Input material >>
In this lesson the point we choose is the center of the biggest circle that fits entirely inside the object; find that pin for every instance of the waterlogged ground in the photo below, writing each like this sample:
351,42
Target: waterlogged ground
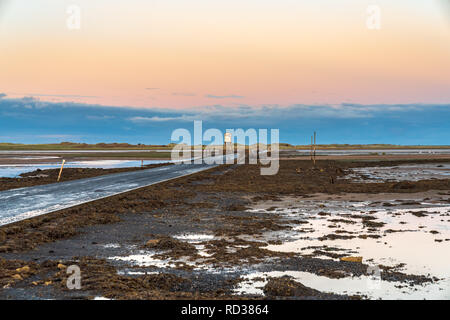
412,172
306,233
410,235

Exercise >> Copy every line of the records above, keeping all their wording, but multiply each answer coordinate by 1.25 and round to whole numbers, with halves going up. Leave out the pictures.

Task result >>
In this lesson the point we choose is the center of the biggest circle that fits entirely inside the object; find that pin for every instance of the waterlogged ground in the photo below, writing each like this sample:
351,42
Target: waterlogged ground
515,215
383,291
513,294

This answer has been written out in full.